_Given instruction_
Please collect and copy every line from the rows below that contains the word "jacket". Case counts, so match capital and lowercase letters exactly.
>> Begin Record set
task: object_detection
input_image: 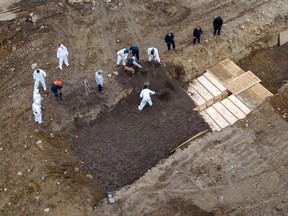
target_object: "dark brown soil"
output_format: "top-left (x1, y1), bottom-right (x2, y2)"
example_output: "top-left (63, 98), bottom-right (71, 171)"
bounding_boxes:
top-left (239, 44), bottom-right (288, 94)
top-left (65, 63), bottom-right (208, 190)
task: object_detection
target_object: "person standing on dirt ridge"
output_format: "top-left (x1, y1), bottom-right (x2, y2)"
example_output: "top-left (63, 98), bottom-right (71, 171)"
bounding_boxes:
top-left (33, 89), bottom-right (43, 109)
top-left (124, 56), bottom-right (144, 76)
top-left (33, 68), bottom-right (46, 91)
top-left (164, 32), bottom-right (176, 51)
top-left (193, 26), bottom-right (203, 44)
top-left (130, 45), bottom-right (139, 61)
top-left (32, 101), bottom-right (43, 124)
top-left (213, 16), bottom-right (223, 36)
top-left (148, 47), bottom-right (160, 64)
top-left (116, 48), bottom-right (129, 67)
top-left (51, 80), bottom-right (63, 100)
top-left (57, 44), bottom-right (69, 70)
top-left (95, 70), bottom-right (104, 93)
top-left (138, 85), bottom-right (156, 110)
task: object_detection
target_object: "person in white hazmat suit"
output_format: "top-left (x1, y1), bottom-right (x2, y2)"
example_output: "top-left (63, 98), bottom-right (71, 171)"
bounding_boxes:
top-left (33, 89), bottom-right (43, 109)
top-left (148, 47), bottom-right (160, 64)
top-left (138, 85), bottom-right (155, 110)
top-left (33, 68), bottom-right (46, 91)
top-left (57, 44), bottom-right (69, 70)
top-left (116, 48), bottom-right (129, 67)
top-left (32, 101), bottom-right (43, 124)
top-left (95, 70), bottom-right (104, 93)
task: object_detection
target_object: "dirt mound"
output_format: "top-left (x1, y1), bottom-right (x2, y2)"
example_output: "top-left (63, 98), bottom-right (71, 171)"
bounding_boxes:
top-left (61, 62), bottom-right (208, 190)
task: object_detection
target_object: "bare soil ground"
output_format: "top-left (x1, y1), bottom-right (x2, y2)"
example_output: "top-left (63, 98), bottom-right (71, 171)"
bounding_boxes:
top-left (0, 0), bottom-right (288, 216)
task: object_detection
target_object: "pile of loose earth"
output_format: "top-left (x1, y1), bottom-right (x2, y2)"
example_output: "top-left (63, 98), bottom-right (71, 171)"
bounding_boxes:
top-left (60, 63), bottom-right (209, 190)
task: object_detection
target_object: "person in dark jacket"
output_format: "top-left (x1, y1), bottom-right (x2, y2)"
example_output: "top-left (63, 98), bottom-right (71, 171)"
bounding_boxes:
top-left (213, 16), bottom-right (223, 36)
top-left (130, 45), bottom-right (139, 61)
top-left (51, 80), bottom-right (63, 100)
top-left (124, 56), bottom-right (144, 76)
top-left (165, 32), bottom-right (175, 51)
top-left (193, 26), bottom-right (202, 44)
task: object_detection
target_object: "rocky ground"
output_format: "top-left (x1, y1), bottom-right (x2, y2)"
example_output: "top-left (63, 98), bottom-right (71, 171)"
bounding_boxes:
top-left (0, 0), bottom-right (288, 216)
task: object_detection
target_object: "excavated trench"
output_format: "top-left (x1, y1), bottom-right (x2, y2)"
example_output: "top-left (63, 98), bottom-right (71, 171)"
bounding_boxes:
top-left (61, 62), bottom-right (209, 190)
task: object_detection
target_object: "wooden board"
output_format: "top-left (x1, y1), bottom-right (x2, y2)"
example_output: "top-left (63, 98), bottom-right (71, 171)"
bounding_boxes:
top-left (204, 72), bottom-right (228, 95)
top-left (250, 83), bottom-right (273, 101)
top-left (205, 107), bottom-right (229, 129)
top-left (225, 71), bottom-right (261, 95)
top-left (200, 111), bottom-right (221, 131)
top-left (213, 102), bottom-right (238, 125)
top-left (187, 86), bottom-right (206, 111)
top-left (220, 98), bottom-right (246, 119)
top-left (197, 76), bottom-right (221, 101)
top-left (189, 80), bottom-right (213, 107)
top-left (228, 95), bottom-right (251, 115)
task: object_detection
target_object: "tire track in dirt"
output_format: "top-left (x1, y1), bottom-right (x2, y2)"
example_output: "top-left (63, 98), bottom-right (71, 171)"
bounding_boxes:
top-left (97, 1), bottom-right (116, 69)
top-left (123, 0), bottom-right (143, 46)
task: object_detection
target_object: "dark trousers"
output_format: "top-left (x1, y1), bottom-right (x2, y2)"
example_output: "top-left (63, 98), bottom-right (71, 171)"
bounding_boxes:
top-left (167, 41), bottom-right (175, 50)
top-left (193, 37), bottom-right (200, 44)
top-left (98, 85), bottom-right (103, 92)
top-left (132, 50), bottom-right (139, 60)
top-left (213, 26), bottom-right (221, 35)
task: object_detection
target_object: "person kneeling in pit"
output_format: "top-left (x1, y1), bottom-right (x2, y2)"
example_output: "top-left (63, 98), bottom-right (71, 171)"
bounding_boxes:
top-left (138, 85), bottom-right (156, 110)
top-left (124, 56), bottom-right (144, 76)
top-left (51, 80), bottom-right (63, 100)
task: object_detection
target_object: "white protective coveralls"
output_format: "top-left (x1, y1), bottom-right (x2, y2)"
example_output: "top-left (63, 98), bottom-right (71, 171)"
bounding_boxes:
top-left (33, 89), bottom-right (43, 106)
top-left (95, 70), bottom-right (104, 87)
top-left (33, 69), bottom-right (46, 91)
top-left (138, 88), bottom-right (155, 110)
top-left (32, 101), bottom-right (42, 124)
top-left (148, 47), bottom-right (160, 64)
top-left (57, 44), bottom-right (69, 70)
top-left (116, 48), bottom-right (129, 66)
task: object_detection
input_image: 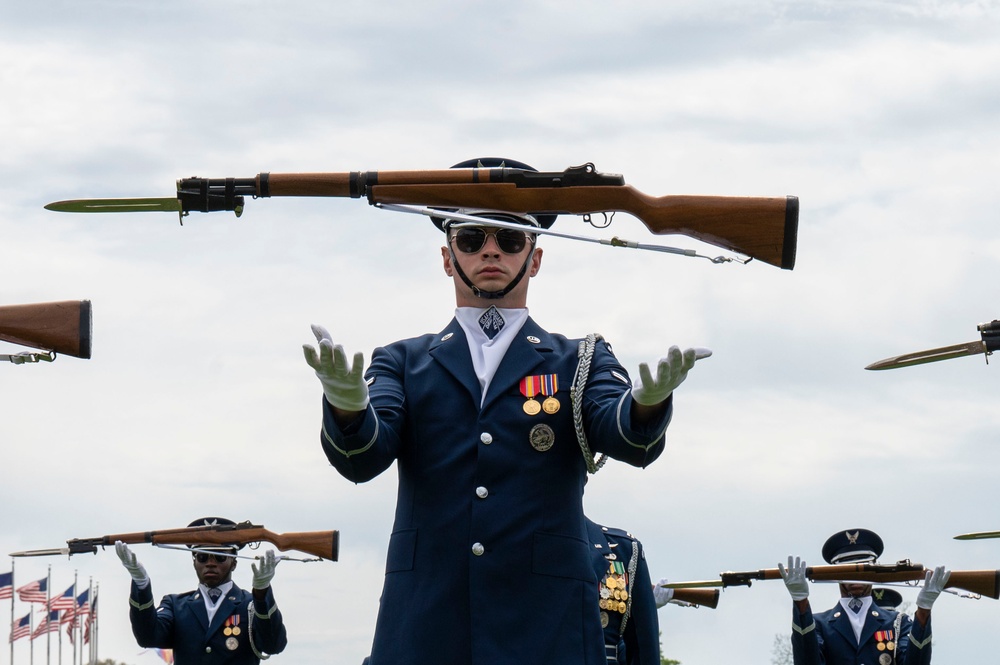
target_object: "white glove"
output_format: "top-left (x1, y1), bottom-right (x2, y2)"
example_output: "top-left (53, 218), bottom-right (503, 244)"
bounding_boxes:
top-left (917, 566), bottom-right (951, 610)
top-left (778, 557), bottom-right (809, 601)
top-left (653, 577), bottom-right (674, 609)
top-left (115, 540), bottom-right (149, 589)
top-left (250, 550), bottom-right (281, 589)
top-left (632, 346), bottom-right (712, 406)
top-left (302, 325), bottom-right (368, 411)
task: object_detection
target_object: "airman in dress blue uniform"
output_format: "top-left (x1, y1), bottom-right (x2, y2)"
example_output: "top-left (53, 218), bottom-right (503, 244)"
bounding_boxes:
top-left (778, 529), bottom-right (950, 665)
top-left (303, 160), bottom-right (708, 665)
top-left (115, 517), bottom-right (288, 665)
top-left (587, 518), bottom-right (660, 665)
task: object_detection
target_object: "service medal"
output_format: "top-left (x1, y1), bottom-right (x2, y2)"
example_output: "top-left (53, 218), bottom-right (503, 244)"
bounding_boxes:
top-left (528, 426), bottom-right (556, 453)
top-left (521, 376), bottom-right (542, 416)
top-left (539, 374), bottom-right (560, 415)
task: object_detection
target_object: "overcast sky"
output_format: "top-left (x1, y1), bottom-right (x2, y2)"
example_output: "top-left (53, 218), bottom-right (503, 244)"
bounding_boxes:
top-left (0, 0), bottom-right (1000, 665)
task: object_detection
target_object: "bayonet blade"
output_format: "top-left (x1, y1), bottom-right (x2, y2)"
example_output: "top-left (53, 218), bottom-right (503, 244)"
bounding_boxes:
top-left (45, 197), bottom-right (183, 212)
top-left (7, 547), bottom-right (71, 557)
top-left (955, 531), bottom-right (1000, 540)
top-left (865, 341), bottom-right (990, 370)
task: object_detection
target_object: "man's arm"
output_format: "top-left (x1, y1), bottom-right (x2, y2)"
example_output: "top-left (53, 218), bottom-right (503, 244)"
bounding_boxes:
top-left (778, 557), bottom-right (824, 665)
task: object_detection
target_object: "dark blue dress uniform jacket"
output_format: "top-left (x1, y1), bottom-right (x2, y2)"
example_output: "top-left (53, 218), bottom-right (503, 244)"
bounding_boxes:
top-left (129, 582), bottom-right (288, 665)
top-left (587, 519), bottom-right (660, 665)
top-left (792, 603), bottom-right (931, 665)
top-left (321, 317), bottom-right (671, 665)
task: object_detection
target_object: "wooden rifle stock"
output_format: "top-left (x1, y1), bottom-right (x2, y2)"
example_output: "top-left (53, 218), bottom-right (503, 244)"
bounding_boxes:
top-left (721, 561), bottom-right (1000, 599)
top-left (673, 588), bottom-right (719, 610)
top-left (0, 300), bottom-right (93, 358)
top-left (66, 522), bottom-right (340, 561)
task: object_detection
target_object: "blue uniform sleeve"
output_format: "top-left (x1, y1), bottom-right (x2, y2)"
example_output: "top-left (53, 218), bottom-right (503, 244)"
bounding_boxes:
top-left (129, 582), bottom-right (174, 649)
top-left (250, 587), bottom-right (288, 654)
top-left (792, 603), bottom-right (826, 665)
top-left (896, 614), bottom-right (931, 665)
top-left (583, 342), bottom-right (673, 467)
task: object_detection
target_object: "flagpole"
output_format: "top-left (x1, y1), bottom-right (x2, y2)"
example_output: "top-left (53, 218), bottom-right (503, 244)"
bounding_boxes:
top-left (45, 563), bottom-right (52, 665)
top-left (10, 557), bottom-right (17, 665)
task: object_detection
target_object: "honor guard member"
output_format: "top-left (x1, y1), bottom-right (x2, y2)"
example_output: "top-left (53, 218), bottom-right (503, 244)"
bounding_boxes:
top-left (115, 517), bottom-right (288, 665)
top-left (587, 518), bottom-right (660, 665)
top-left (303, 159), bottom-right (708, 665)
top-left (778, 529), bottom-right (951, 665)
>> End Record set
_Response for this exercise_
target_object: "person in dark jacket"
target_object: "dark blue dress uniform jacket"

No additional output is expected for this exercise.